RECORD EXCERPTS:
******

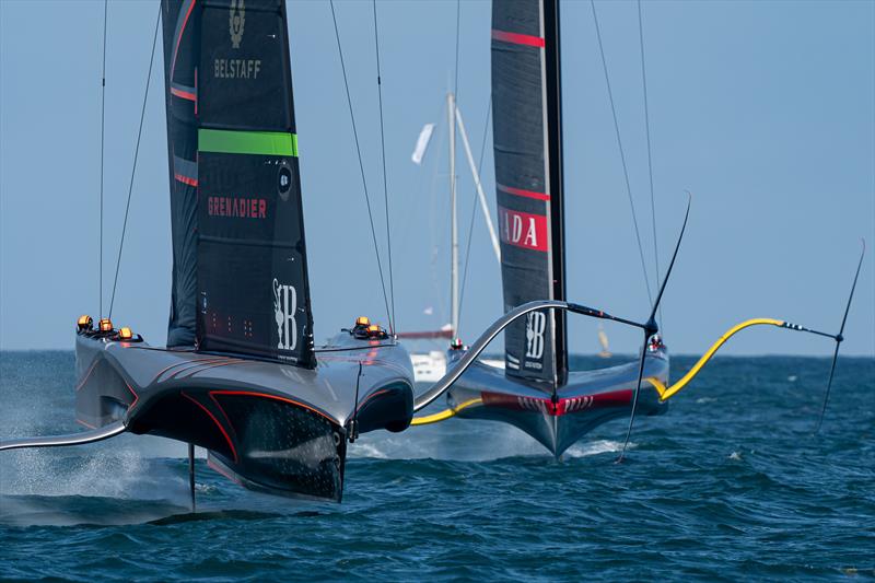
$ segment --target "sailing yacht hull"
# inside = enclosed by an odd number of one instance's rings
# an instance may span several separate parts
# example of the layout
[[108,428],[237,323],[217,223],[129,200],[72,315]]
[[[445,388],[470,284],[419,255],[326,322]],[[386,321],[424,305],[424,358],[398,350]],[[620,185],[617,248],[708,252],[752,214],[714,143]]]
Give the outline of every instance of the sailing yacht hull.
[[412,417],[409,357],[387,341],[341,334],[313,370],[98,334],[75,346],[80,423],[194,443],[253,490],[340,501],[353,421],[402,431]]
[[[447,390],[447,404],[459,418],[510,423],[558,457],[598,425],[629,417],[638,366],[638,362],[630,362],[570,372],[568,383],[553,398],[550,390],[505,376],[503,369],[478,361]],[[638,400],[638,415],[662,415],[668,404],[660,401],[648,378],[663,384],[668,381],[668,355],[663,349],[648,353]]]

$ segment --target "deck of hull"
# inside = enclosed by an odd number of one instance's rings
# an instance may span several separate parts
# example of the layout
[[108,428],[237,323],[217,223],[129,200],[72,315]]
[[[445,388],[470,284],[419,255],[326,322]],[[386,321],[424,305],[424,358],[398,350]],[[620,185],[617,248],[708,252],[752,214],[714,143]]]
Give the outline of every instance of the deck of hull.
[[254,490],[339,501],[351,421],[362,433],[406,429],[413,373],[404,348],[348,335],[317,351],[317,363],[306,370],[79,335],[77,420],[121,420],[132,433],[194,443]]
[[[447,405],[463,419],[510,423],[560,456],[596,427],[629,417],[638,366],[635,361],[596,371],[571,372],[568,383],[553,398],[549,388],[526,384],[505,376],[503,369],[476,362],[447,390]],[[664,413],[668,404],[660,401],[658,394],[646,381],[667,382],[668,355],[664,350],[648,353],[644,378],[638,415]]]

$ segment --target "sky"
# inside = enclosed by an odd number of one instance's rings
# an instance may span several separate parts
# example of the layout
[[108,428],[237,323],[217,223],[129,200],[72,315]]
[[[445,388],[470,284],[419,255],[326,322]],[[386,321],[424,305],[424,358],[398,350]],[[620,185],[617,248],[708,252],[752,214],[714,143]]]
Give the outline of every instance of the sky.
[[[372,4],[336,2],[363,163],[387,260]],[[490,3],[463,0],[457,93],[475,155],[490,84]],[[597,1],[651,287],[655,287],[641,48],[634,2]],[[396,327],[448,319],[446,92],[456,3],[377,1]],[[288,5],[317,341],[358,315],[386,322],[330,9]],[[632,319],[649,301],[590,2],[564,0],[562,91],[569,299]],[[733,324],[775,317],[838,331],[865,237],[844,354],[875,354],[875,2],[642,3],[660,264],[693,194],[663,301],[674,353],[701,353]],[[149,68],[156,1],[110,1],[106,54],[104,305],[109,302]],[[72,349],[97,316],[103,2],[0,0],[0,348]],[[161,42],[147,102],[113,310],[153,345],[166,338],[170,219]],[[438,131],[410,161],[425,123]],[[487,135],[488,140],[489,135]],[[458,158],[466,256],[474,183]],[[494,217],[489,141],[482,180]],[[479,212],[479,211],[478,211]],[[501,280],[474,218],[460,333],[501,315]],[[104,308],[106,312],[106,307]],[[606,326],[615,352],[637,330]],[[572,317],[573,352],[598,350]],[[829,340],[744,331],[722,353],[831,354]]]

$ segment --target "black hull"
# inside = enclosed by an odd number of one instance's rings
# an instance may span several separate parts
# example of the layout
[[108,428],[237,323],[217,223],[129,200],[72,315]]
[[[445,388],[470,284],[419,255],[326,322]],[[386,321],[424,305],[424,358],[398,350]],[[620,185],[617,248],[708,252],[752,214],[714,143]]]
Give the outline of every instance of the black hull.
[[[570,372],[568,383],[557,390],[553,399],[549,389],[505,376],[503,370],[478,361],[450,388],[447,405],[463,419],[510,423],[558,457],[598,425],[629,418],[638,365],[630,362],[597,371]],[[668,404],[660,401],[648,377],[667,382],[668,357],[663,350],[649,352],[638,400],[638,415],[662,415]]]
[[412,418],[406,351],[373,345],[338,337],[311,371],[80,334],[77,419],[205,447],[253,490],[339,502],[351,421],[402,431]]

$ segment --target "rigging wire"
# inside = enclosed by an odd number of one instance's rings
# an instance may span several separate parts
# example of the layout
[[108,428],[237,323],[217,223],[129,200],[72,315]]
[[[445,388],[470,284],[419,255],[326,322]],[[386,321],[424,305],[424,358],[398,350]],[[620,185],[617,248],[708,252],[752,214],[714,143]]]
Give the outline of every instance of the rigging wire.
[[155,32],[152,35],[152,55],[149,57],[149,73],[145,75],[145,91],[143,92],[143,106],[140,110],[140,129],[137,130],[137,145],[133,149],[133,167],[130,171],[130,183],[128,184],[128,203],[125,206],[125,221],[121,223],[121,241],[118,243],[118,257],[116,258],[116,276],[113,279],[113,294],[109,298],[109,319],[113,319],[113,306],[116,302],[116,287],[118,285],[118,271],[121,267],[121,250],[125,248],[125,234],[128,231],[128,214],[130,212],[130,199],[133,193],[133,177],[137,174],[137,160],[140,154],[140,138],[143,135],[143,120],[145,119],[145,104],[149,100],[149,85],[152,81],[152,65],[155,62],[155,45],[158,44],[158,25],[161,22],[161,7],[159,5],[158,18],[155,18]]
[[386,281],[383,276],[383,261],[380,260],[380,246],[376,242],[376,229],[374,228],[374,215],[371,212],[371,197],[368,194],[368,179],[364,176],[364,163],[362,162],[362,149],[359,144],[359,131],[355,127],[355,114],[352,110],[352,96],[349,92],[349,80],[347,79],[347,66],[343,62],[343,49],[340,46],[340,31],[337,27],[337,14],[335,13],[334,0],[328,0],[328,5],[331,8],[331,21],[335,25],[335,39],[337,40],[337,54],[340,56],[340,70],[343,73],[343,86],[347,90],[347,105],[349,106],[349,118],[352,123],[352,137],[355,141],[355,154],[359,158],[359,171],[362,176],[362,188],[364,190],[364,201],[368,206],[368,220],[371,223],[371,238],[374,242],[374,256],[376,257],[376,267],[380,271],[380,285],[383,288],[383,302],[386,304],[386,317],[389,319],[389,327],[392,327],[392,311],[389,310],[388,294],[386,293]]
[[[644,65],[644,22],[641,16],[641,0],[638,0],[638,38],[641,47],[641,85],[644,88],[644,129],[648,136],[648,176],[650,178],[650,217],[653,228],[653,257],[656,260],[656,284],[660,284],[660,247],[656,241],[656,201],[653,196],[653,155],[650,145],[650,106],[648,105],[648,72]],[[663,322],[663,306],[660,306],[660,323]]]
[[[483,123],[483,138],[480,141],[480,160],[477,163],[477,174],[480,174],[483,170],[483,153],[486,152],[486,139],[489,135],[489,120],[492,117],[492,95],[489,95],[489,106],[486,109],[486,121]],[[459,312],[459,320],[462,319],[462,305],[465,301],[465,283],[468,281],[468,259],[471,253],[471,235],[474,234],[474,215],[477,212],[477,194],[474,195],[474,201],[471,203],[471,218],[468,221],[468,241],[465,245],[465,267],[462,270],[462,292],[458,296],[458,312]],[[459,328],[462,324],[459,324]],[[456,333],[458,336],[458,333]]]
[[614,92],[610,89],[610,78],[608,77],[608,63],[607,60],[605,59],[605,47],[602,44],[602,32],[600,28],[598,27],[598,16],[596,15],[595,12],[595,0],[590,0],[590,5],[593,8],[593,21],[595,21],[595,35],[596,38],[598,39],[598,51],[602,54],[602,68],[605,71],[605,83],[607,83],[608,86],[608,98],[610,100],[610,113],[614,115],[614,129],[617,133],[617,145],[620,149],[622,174],[623,177],[626,178],[626,194],[629,197],[629,208],[632,210],[632,223],[634,224],[635,228],[635,240],[638,241],[638,254],[641,257],[641,270],[644,273],[644,285],[648,289],[648,299],[651,305],[653,305],[653,294],[650,291],[650,277],[648,276],[648,266],[646,263],[644,261],[644,247],[641,245],[641,233],[639,232],[638,229],[638,215],[635,213],[634,201],[632,200],[632,187],[629,183],[629,170],[626,165],[626,153],[622,149],[622,140],[620,139],[620,125],[619,121],[617,121],[617,107],[614,104]]
[[97,277],[97,313],[103,315],[103,163],[104,163],[104,126],[106,119],[106,13],[109,0],[103,2],[103,67],[101,69],[101,243]]
[[[453,68],[453,95],[456,103],[458,103],[458,45],[459,45],[459,20],[462,15],[462,0],[456,0],[456,63]],[[453,112],[453,119],[455,119],[455,112]],[[454,121],[455,123],[455,121]]]
[[380,27],[376,22],[376,0],[374,7],[374,51],[376,53],[376,88],[380,101],[380,150],[383,162],[383,203],[386,209],[386,247],[388,248],[389,268],[389,298],[392,299],[392,314],[389,317],[389,334],[395,334],[395,280],[392,276],[392,223],[389,222],[389,190],[386,178],[386,135],[383,124],[383,79],[380,73]]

******

WHAT NEEDS TO BE DONE:
Find every line in the listing that contains the word "sailing", and copy each of those lines.

RESPONSE BELOW:
$ segment --target "sailing yacht hull"
Give the outline of every instance of the sailing yacht hull.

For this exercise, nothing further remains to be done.